• Activity: Word for word, restate all of the records.

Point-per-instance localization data
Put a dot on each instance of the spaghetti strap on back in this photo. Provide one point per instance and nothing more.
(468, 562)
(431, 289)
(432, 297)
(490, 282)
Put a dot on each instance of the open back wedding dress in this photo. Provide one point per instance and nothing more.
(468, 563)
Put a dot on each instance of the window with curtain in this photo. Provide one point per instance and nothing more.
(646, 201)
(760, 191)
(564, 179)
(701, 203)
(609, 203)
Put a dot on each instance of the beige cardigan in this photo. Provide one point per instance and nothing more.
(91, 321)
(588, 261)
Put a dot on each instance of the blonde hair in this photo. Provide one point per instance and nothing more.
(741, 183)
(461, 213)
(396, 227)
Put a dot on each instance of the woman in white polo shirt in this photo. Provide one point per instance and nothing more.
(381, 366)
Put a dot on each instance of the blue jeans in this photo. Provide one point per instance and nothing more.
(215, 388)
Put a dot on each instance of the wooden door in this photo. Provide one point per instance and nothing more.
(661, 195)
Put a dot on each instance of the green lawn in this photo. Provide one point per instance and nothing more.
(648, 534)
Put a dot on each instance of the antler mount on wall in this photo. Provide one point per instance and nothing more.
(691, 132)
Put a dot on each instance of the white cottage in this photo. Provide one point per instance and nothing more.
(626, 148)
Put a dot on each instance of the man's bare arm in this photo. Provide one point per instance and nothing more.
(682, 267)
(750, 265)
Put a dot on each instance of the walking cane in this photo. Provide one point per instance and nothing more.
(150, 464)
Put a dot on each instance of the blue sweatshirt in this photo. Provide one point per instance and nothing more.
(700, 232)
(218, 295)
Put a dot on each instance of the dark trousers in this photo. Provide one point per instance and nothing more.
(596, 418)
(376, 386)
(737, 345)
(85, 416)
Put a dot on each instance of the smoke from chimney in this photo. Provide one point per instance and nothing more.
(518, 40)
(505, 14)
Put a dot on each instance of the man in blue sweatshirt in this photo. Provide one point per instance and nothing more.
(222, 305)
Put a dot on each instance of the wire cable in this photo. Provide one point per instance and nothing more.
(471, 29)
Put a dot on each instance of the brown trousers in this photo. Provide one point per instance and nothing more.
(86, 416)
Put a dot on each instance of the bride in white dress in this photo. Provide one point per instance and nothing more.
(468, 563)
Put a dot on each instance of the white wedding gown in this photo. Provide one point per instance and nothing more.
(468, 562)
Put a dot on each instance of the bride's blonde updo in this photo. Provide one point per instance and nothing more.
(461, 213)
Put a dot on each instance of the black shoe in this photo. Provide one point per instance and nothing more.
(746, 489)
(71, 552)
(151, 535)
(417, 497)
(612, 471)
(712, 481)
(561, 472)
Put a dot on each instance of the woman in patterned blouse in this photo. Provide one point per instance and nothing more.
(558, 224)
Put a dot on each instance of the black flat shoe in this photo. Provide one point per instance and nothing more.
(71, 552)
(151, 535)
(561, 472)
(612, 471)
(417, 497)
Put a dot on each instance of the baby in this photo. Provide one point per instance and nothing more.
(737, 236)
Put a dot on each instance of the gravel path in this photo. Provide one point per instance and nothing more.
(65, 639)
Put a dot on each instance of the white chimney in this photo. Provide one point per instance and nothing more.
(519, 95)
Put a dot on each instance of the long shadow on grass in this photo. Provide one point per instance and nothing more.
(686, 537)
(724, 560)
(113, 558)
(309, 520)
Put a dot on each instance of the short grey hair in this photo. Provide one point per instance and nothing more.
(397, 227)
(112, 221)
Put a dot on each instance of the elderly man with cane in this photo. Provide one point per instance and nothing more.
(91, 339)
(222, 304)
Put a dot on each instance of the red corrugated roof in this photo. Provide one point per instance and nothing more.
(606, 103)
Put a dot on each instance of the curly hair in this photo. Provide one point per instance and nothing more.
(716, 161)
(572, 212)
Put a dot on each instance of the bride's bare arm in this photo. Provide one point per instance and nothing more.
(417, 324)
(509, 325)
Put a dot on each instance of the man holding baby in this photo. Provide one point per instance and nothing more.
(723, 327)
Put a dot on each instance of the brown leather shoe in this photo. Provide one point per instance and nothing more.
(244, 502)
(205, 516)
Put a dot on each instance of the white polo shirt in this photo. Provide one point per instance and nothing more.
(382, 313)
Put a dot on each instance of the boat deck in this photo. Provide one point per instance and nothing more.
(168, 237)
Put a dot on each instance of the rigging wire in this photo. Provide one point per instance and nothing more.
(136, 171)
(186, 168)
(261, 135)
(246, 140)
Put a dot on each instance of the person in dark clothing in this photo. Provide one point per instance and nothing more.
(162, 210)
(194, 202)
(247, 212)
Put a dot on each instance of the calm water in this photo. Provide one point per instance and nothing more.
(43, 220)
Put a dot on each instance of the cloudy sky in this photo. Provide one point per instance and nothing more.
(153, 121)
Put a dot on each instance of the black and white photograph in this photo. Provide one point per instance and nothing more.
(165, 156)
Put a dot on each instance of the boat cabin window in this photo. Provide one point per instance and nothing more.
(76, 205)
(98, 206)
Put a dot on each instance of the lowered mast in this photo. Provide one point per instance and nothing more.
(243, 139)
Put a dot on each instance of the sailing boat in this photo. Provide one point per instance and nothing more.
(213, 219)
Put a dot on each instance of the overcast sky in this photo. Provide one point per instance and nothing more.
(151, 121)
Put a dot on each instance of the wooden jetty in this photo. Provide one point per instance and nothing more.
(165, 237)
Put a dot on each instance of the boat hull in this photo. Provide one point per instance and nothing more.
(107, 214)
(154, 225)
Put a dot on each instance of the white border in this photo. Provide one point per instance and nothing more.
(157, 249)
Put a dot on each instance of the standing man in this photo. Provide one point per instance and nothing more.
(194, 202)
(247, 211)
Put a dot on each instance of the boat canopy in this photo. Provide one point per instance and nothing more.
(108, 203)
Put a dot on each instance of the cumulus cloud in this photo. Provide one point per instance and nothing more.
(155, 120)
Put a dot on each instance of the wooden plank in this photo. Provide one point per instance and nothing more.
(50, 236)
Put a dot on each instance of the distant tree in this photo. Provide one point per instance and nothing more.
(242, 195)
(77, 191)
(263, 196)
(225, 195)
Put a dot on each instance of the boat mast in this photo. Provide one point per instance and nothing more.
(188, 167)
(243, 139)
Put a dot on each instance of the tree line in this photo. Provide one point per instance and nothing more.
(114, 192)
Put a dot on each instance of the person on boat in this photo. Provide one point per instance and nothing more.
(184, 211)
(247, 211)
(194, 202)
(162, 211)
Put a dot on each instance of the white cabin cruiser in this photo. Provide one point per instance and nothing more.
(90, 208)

• Task answer:
Put a dot on each instance of the spaghetti strap on back in this photo. Provide one point per instance and nothing more.
(468, 562)
(431, 289)
(432, 297)
(490, 282)
Put a dot on each instance of the open back wedding dress in this photo. Provide one point per instance and nothing more.
(468, 563)
Put a dot on each instance of the window with curtain in this photo. Provide one point per instance and nothing more.
(646, 201)
(760, 191)
(564, 179)
(701, 203)
(609, 203)
Put a dot on each instance of the beige cardigan in this photo. Provide one point per instance and nothing more.
(91, 321)
(588, 261)
Put a dot on each instance of the blonde hair in this photo. Provide one point per instance and nothing more.
(741, 183)
(461, 213)
(396, 227)
Put a dot on each instance of the woman in white polo shirt in this photo. Provide one point per instance and nothing more.
(381, 366)
Put a dot on each instance of the blue jeans in this photo. Provide one point per instance and nothing more.
(215, 388)
Put a dot on each instance of the wooden door in this photo. Provide one point per instance and nothing more.
(661, 195)
Put a dot on each instance of the green lawn in this photo. Provide one point per instance and nothing more.
(648, 534)
Put a dot on each instance of the antler mount on wall in this photo. Provide one point per instance and nothing more.
(691, 132)
Put a dot on each instance of the white cottage in this photo. Provide one point per instance and nothing more.
(626, 148)
Put a dot on each instance of the man's bare arm in this photo. Provide one point per instance and nothing more.
(682, 267)
(750, 265)
Put a dot on each instance of the walking cane in this photo. Provide one point per instance and nothing more.
(150, 464)
Put a dot on each instance of the blue sweatshirt in this photo. Provide one point per instance and nothing more.
(700, 232)
(218, 295)
Put a dot on each instance of the dark trousers in this photo. Provide one point per instance and nothing more.
(596, 418)
(376, 386)
(737, 345)
(85, 416)
Put a dot on each instance of the smoke from chimney in this photo. Provide one point per instance and nothing more.
(518, 40)
(505, 14)
Put a dot on each instance of the man in blue sweatshirt in this photo. Provide one point per instance and nothing more.
(222, 305)
Put a dot on each instance of the wire cable in this photo. Provide one point per instance and nothing more.
(471, 29)
Put a dot on each instance of the brown trousers in this photo. Provide one point per instance and nothing more.
(86, 416)
Put a dot on each instance of the bride in white dress in this photo. Provide one point per instance and nothing more.
(468, 563)
Put a dot on each instance of the white wedding gown in this photo. Provide one point per instance and nothing more.
(468, 562)
Put a dot on each instance of the bride's blonde updo in this photo. Provide one point per instance and nothing more.
(461, 213)
Put a dot on each instance of the black shoe in this photo. Provide one point per instance and nothing more.
(746, 489)
(71, 552)
(151, 535)
(417, 497)
(612, 471)
(712, 481)
(561, 472)
Put a dot on each instance of the woman in patterned blouse in this photo. Provide one point per instance and nothing more.
(558, 224)
Put a dot on each instance of the black flat shoe in this photo. Provide one point per instance and nothing more.
(71, 552)
(151, 535)
(561, 472)
(612, 471)
(417, 497)
Put a dot on each instance of the baby in this photo. Provide one point per instance and nothing more.
(737, 236)
Put a dot on each instance of the gravel path in this photo. Provide one point per instance and nothing more.
(65, 639)
Put a dot on each instance of the white chimney in this photo. Provide one point per instance and nothing more.
(519, 95)
Put a dot on each instance of the long shadow on grass in this photo. Provide one point per instance and nothing more.
(686, 537)
(724, 560)
(113, 558)
(309, 520)
Put a dot on each instance of the short grey hair in this photo. Provide one point per instance and nothing more.
(397, 227)
(112, 221)
Put a dot on each instance of the elderly man with cane in this photo. Provide one point per instance and nothing more.
(91, 339)
(222, 304)
Put a dot on each instance of the red corrugated roof in this photo. Provide one point per instance and nothing more.
(606, 103)
Put a dot on each instance of the curly hair in this photo. Provide one point per instance and nothing more.
(716, 161)
(572, 212)
Put a dot on each instance of the bride's bare arm in this photo. Provide one point per instance and nothing more.
(417, 324)
(509, 325)
Put a dot on each instance of the man holding baby in this photo. Provide one point per instance and nothing more.
(723, 327)
Put a dot on each instance of the brown leather shoe in this photo. Provide one point per instance and nothing more.
(244, 502)
(205, 516)
Put a dot on each instance of the white polo shirt in this photo. Provide one point per instance and nothing more.
(382, 313)
Put a dot on each instance of the boat deck in this photo. Provide one point per instance and nothing more.
(168, 237)
Put a dot on each instance of the rigging wire in this photo. Provide one point per instance and nothing more.
(136, 171)
(186, 168)
(261, 135)
(246, 140)
Put a dot on each instance of the person in dark clothing in this photo. Provide one point per instance and nothing more.
(162, 210)
(194, 202)
(247, 212)
Put a dot on each instance of the calm water in this photo. Provide one point per instance and nothing more.
(43, 220)
Put a dot on each instance of the cloudy sky in this photo. Provide one point per instance and nothing more.
(153, 121)
Put a dot on each instance of the black and white photograph in this photo. Provide one point per instance and nothing more.
(165, 156)
Put a dot on each instance of the boat cabin window in this photo. Provide one point per instance and nothing more.
(76, 205)
(98, 206)
Put a dot on each instance of the lowered mast in this photo. Provide one point per instance and nothing more.
(243, 139)
Put a dot on each instance of the sailing boat in this photo. Provide one point per instance and nothing more.
(213, 219)
Put a dot on each instance of the overcast sky in this photo. Provide one point per instance and nothing more.
(151, 121)
Put a dot on each instance of the wooden jetty in this photo. Provide one point per instance and nothing more.
(165, 237)
Put a dot on each instance of the boat hull in this photo. Provide one point per instance and nothing more.
(107, 214)
(154, 225)
Put a dot on each instance of the white border in this photo. Provide one point per instance and nothing more.
(157, 249)
Put a dot on each instance of the standing man in this photo. Provide one point per instance and nothing more.
(194, 202)
(247, 211)
Put a dot on each instance of the boat canopy in this photo. Provide one point per instance and nothing more.
(108, 203)
Put a dot on each instance of the cumulus cloud in this photo. Provide one point per instance and nothing more.
(155, 120)
Put a dot on each instance of the wooden plank in this photo. Provide one point per instance and nothing more.
(50, 236)
Put a dot on each instance of the distant tree in this photo. Provide one point per instance and nothing more.
(242, 195)
(77, 191)
(263, 196)
(225, 195)
Put a dot on each instance of the boat mast in this photo. Provide one point per instance and nothing more.
(188, 167)
(243, 139)
Put a dot on each instance of the tree line in this photo. Provide one point per instance and nothing more.
(114, 192)
Put a dot on each instance of the person on boat in this photo. Provide one point per instance and nothing more.
(184, 211)
(247, 211)
(194, 202)
(162, 211)
Put a dot on each instance of the white cabin cruiser in this photo. Provide one point per instance and nothing more.
(90, 208)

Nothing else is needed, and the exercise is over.